* _Excerpt_:
┌────────
The Danish Girl, welcome to this years Oscar bait and boy does it show. When I first saw the trailer to this film in the cinema my first thoughts were: “here we go, theory of everything all over again.” When I came to watch the film, I was expecting the same shallow and distant mis-telling of an interesting and wonderful story, moved along only by the fantastic performances of the lead stars. What I got? Well…what I got wasn’t that but I’m not sure if it’s much better.
The Danish Girl is a film that is already riddled in controversy due to the lack of a trans actor playing the title role. To touch on it slightly, my concerns with the film has nothing to do with that, on the whole I thought Eddie Redmayne’s performance was rather good and he fitted really well into the role. To call this film transphobic because it didn’t cast a trans actor in the role is ridiculous and I urge people to not label it as so.
The title character is Einar Wegener, a painter who was born a man but identifies as a women. We meet the character in the midst of her success alongside her struggling wife’s (Gerda Wegener played by Alicia Vikander) career, also as a painter. One day when a sitter is late to appear in one of Gerda’s paintings, Einar sits in, donning stockings and a dress. This is the pivotal scene where we first see Einar’s realisation that she was born in the wrong body. Initially, Gerda goes along excitably with Einar’s exploration into this side of her; willingly going out to pick out dresses and teaching Einar how to appear and act as a women. It’s painted as a game the married couple share and enjoy, however things become too real for the two when Einar is approached by an admirer, played by Ben Whishaw, whilst in the Lili persona. So starts Einar’s journey to become a women, and so begins the breakdown of the Wegener marriage.
└────────
* _Work task 1_: List every actor named in the film review of The Danish Girl.
* _Work task 2_: According to the review of The Danish Girl, what does Einar put on to sit in for Gerda's late sitter?
* _Work task 3_: Copy out the passage of the review, starting with "The Danish Girl, welcome" and going on through "it’s much better.".
The rows placed after this review come from a separate, unrelated source.

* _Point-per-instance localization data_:
┌────────
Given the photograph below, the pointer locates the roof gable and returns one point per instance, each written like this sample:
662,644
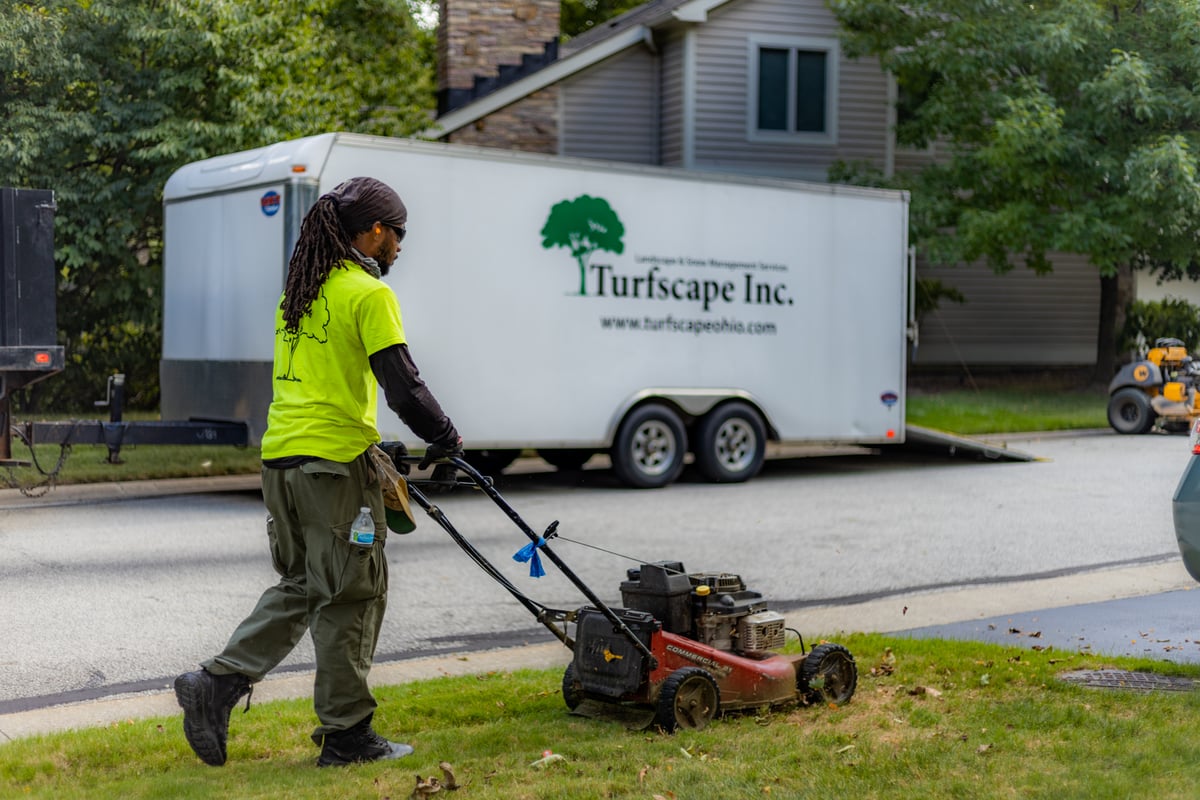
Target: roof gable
633,28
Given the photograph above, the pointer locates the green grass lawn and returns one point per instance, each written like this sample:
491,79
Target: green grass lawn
1008,410
946,720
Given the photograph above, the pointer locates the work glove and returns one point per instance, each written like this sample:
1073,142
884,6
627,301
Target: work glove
397,452
437,452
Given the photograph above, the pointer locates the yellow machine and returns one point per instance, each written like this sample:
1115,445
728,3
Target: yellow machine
1159,388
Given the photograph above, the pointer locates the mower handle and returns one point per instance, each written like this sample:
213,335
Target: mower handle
487,487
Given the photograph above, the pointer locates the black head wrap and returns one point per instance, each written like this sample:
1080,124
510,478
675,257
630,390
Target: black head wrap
364,200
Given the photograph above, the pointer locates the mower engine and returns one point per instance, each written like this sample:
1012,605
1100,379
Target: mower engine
691,645
713,608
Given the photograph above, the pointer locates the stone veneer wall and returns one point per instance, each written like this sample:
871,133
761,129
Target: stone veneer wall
531,124
474,38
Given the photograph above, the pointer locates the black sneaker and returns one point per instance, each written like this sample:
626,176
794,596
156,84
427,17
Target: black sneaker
358,745
208,701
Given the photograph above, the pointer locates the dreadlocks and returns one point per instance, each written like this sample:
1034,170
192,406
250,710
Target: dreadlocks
323,245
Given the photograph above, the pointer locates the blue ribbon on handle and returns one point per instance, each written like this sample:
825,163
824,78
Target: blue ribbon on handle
529,553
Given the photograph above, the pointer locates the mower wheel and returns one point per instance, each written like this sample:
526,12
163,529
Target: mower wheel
731,444
827,675
689,698
573,691
649,447
1129,411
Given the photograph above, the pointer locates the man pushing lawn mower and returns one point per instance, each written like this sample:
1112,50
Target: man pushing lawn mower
337,334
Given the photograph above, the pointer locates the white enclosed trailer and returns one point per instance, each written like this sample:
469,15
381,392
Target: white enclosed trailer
567,306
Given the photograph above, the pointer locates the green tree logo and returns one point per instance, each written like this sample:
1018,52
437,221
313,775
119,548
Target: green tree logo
293,340
583,226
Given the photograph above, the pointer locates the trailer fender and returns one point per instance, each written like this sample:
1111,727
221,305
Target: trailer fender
690,403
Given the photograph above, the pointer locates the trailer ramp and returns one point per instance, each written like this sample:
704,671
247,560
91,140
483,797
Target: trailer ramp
918,439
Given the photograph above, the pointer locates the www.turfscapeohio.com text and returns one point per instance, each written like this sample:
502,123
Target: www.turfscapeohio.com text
669,324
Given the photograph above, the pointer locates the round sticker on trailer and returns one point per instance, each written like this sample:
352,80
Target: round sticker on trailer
271,203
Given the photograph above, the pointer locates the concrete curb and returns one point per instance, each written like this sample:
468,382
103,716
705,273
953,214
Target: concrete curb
901,612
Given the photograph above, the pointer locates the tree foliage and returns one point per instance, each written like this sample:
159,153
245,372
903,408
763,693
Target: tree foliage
1151,320
1066,126
105,98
└────────
* _Task response 1_: Eddie Redmayne, Alicia Vikander, Ben Whishaw

* _Task response 2_: Stockings and a dress.

* _Task response 3_:
The Danish Girl, welcome to this years Oscar bait and boy does it show. When I first saw the trailer to this film in the cinema my first thoughts were: “here we go, theory of everything all over again.” When I came to watch the film, I was expecting the same shallow and distant mis-telling of an interesting and wonderful story, moved along only by the fantastic performances of the lead stars. What I got? Well…what I got wasn’t that but I’m not sure if it’s much better.